Exercise directions:
Check each line of the listing for the string "pier". Copy those where it appears.

######

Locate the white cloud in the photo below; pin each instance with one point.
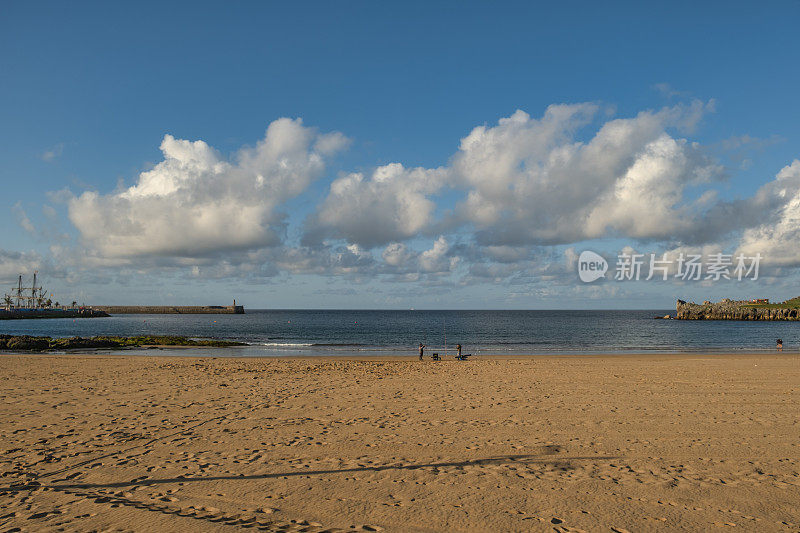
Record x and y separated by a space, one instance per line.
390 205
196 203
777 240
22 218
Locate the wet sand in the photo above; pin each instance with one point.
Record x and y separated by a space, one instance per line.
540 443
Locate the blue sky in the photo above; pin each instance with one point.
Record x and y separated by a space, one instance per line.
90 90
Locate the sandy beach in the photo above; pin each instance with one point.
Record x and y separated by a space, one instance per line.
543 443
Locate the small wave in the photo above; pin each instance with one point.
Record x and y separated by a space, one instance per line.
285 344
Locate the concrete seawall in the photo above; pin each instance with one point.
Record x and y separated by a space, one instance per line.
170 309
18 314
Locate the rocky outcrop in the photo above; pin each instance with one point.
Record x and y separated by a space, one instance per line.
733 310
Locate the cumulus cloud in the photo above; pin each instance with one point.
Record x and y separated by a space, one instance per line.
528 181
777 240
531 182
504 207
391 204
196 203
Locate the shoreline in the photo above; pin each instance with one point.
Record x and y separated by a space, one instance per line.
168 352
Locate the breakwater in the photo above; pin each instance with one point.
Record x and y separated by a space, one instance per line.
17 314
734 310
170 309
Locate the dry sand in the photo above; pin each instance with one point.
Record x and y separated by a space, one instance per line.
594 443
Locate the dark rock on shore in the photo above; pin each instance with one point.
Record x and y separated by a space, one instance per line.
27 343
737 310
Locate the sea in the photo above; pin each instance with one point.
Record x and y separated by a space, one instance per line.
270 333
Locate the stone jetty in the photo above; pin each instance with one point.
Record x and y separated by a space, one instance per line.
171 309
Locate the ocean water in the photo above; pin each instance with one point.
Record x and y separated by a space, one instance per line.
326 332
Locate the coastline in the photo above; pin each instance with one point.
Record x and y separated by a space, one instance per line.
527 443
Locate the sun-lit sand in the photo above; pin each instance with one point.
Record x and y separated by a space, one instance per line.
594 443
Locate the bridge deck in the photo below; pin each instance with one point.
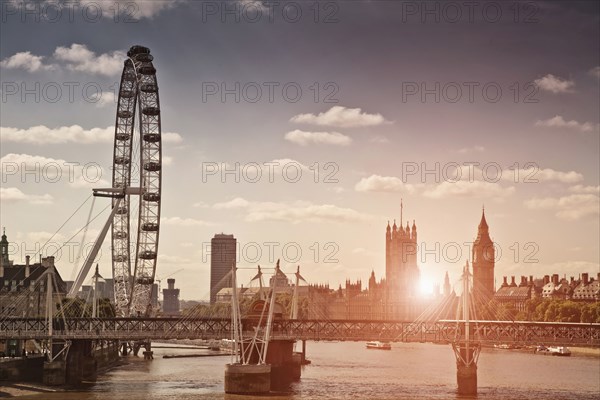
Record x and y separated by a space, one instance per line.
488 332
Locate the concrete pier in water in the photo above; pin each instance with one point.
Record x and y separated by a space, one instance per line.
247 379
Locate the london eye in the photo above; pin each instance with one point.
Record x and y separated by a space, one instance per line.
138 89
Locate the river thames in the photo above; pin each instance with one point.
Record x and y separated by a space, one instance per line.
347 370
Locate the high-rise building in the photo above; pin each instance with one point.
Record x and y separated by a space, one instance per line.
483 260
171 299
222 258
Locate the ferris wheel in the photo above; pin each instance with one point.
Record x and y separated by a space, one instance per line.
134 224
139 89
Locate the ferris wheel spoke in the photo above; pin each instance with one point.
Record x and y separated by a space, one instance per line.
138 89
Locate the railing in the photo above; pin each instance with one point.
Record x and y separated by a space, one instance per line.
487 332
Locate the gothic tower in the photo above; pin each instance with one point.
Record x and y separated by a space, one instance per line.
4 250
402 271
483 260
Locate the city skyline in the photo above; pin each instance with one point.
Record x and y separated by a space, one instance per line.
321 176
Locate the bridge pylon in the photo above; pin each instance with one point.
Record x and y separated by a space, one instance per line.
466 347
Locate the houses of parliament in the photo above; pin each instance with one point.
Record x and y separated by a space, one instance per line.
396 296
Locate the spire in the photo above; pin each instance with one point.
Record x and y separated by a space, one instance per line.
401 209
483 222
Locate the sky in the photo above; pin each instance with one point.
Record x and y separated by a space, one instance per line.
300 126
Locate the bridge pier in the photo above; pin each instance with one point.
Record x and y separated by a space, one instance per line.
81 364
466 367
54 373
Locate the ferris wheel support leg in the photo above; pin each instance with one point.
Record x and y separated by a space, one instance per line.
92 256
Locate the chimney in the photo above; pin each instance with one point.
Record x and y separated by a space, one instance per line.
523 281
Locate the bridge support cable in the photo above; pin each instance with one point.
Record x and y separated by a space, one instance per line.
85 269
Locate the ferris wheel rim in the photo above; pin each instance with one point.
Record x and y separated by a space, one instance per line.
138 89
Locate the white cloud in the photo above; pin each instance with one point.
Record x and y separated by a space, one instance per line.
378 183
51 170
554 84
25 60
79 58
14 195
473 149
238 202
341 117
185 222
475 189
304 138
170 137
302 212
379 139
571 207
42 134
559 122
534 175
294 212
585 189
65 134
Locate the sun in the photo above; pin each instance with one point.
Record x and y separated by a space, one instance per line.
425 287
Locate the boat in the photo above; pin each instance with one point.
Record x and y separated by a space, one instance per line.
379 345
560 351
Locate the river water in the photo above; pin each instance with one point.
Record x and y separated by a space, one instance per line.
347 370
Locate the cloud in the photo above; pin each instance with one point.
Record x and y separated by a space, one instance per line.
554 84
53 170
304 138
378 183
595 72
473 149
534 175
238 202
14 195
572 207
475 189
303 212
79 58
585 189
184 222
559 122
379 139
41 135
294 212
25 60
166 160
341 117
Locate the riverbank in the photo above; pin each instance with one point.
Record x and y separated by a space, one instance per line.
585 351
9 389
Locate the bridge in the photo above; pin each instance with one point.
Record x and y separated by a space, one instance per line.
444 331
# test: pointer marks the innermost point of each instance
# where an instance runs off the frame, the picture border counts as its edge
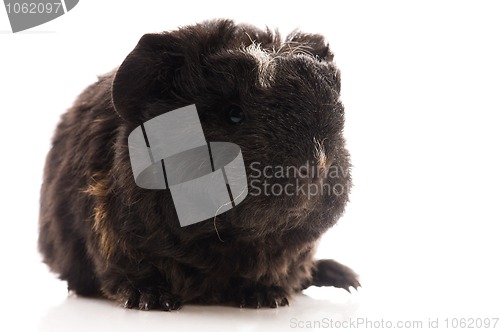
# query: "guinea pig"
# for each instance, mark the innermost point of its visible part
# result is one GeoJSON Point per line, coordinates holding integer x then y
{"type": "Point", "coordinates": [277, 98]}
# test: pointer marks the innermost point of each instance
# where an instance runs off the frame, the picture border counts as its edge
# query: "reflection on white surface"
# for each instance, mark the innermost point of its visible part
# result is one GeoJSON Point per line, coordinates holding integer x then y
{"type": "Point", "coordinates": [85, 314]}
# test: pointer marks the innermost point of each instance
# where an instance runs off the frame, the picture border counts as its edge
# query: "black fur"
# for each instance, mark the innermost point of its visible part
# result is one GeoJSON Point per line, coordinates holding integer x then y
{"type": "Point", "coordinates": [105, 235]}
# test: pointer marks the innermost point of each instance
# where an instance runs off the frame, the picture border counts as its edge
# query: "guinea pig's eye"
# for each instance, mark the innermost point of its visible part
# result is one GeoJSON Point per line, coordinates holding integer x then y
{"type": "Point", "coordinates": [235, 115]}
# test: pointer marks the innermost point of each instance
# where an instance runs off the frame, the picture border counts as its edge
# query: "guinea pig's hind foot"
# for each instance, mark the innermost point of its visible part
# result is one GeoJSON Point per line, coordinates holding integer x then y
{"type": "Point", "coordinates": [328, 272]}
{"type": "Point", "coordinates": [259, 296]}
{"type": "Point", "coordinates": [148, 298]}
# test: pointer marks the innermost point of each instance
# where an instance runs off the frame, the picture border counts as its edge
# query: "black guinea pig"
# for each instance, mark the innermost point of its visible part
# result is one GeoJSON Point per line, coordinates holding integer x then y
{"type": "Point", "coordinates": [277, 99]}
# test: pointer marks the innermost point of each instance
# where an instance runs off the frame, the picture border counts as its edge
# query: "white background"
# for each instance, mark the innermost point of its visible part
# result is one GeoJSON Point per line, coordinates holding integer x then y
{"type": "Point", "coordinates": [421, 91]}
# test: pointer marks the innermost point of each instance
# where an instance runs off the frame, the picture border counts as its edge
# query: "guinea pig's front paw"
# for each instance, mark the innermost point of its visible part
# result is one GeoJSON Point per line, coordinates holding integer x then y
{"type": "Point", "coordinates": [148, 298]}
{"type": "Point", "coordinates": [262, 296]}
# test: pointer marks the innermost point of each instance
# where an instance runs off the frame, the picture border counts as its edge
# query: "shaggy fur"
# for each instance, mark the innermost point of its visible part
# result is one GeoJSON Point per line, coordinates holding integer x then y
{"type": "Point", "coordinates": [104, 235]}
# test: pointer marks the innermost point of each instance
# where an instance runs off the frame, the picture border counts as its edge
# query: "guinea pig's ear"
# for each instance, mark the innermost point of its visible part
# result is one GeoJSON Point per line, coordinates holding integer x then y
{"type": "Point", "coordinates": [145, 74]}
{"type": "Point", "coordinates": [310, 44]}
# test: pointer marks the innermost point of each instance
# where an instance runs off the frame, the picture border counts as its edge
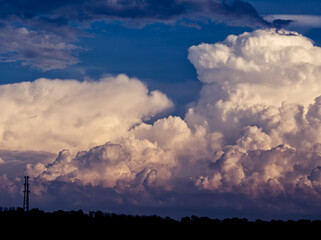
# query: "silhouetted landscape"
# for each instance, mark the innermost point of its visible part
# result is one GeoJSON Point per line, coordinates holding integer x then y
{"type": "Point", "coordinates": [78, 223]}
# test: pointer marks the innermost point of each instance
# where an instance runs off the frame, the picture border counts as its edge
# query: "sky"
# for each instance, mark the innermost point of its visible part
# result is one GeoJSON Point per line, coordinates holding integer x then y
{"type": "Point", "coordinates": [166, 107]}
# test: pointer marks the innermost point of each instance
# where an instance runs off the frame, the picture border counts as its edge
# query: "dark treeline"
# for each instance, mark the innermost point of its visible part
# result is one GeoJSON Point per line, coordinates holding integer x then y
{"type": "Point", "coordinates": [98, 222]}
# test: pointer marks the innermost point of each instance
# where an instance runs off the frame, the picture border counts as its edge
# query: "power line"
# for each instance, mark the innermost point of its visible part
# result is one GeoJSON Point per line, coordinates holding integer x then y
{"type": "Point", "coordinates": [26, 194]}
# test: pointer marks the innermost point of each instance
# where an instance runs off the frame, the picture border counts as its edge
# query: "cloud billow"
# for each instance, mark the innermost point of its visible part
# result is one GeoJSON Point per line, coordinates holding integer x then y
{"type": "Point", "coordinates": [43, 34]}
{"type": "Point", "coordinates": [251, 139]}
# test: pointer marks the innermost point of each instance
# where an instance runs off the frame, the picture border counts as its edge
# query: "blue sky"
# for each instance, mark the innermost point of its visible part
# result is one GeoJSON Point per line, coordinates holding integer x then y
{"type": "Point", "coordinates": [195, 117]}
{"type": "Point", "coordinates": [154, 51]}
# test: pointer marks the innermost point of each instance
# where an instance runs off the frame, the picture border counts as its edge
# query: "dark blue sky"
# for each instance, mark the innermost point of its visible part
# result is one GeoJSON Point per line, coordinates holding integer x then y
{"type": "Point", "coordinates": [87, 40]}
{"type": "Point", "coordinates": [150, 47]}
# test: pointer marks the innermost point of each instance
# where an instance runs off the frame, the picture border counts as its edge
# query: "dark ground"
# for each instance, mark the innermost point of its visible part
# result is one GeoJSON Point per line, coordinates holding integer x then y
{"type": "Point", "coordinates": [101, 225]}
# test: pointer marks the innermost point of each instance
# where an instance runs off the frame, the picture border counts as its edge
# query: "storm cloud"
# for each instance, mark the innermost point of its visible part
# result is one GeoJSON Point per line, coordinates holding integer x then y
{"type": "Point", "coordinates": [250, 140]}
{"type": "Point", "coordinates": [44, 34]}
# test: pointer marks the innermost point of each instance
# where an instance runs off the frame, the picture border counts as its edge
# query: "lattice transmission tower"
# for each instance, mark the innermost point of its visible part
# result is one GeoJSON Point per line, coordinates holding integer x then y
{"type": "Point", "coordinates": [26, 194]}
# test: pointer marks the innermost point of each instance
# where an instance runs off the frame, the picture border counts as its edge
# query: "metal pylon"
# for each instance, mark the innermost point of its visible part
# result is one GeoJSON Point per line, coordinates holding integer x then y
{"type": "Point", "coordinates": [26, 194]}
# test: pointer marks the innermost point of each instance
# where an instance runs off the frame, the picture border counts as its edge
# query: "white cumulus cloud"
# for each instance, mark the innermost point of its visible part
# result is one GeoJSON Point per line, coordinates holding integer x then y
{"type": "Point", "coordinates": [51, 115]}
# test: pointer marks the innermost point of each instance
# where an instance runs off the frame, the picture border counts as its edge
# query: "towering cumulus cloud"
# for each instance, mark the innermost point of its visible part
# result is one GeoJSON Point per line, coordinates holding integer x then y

######

Solution to this task:
Locate the concrete pier in water in the photo above; pin each instance with one point.
Locate the bridge pier in the photo above; pin each instance with one point.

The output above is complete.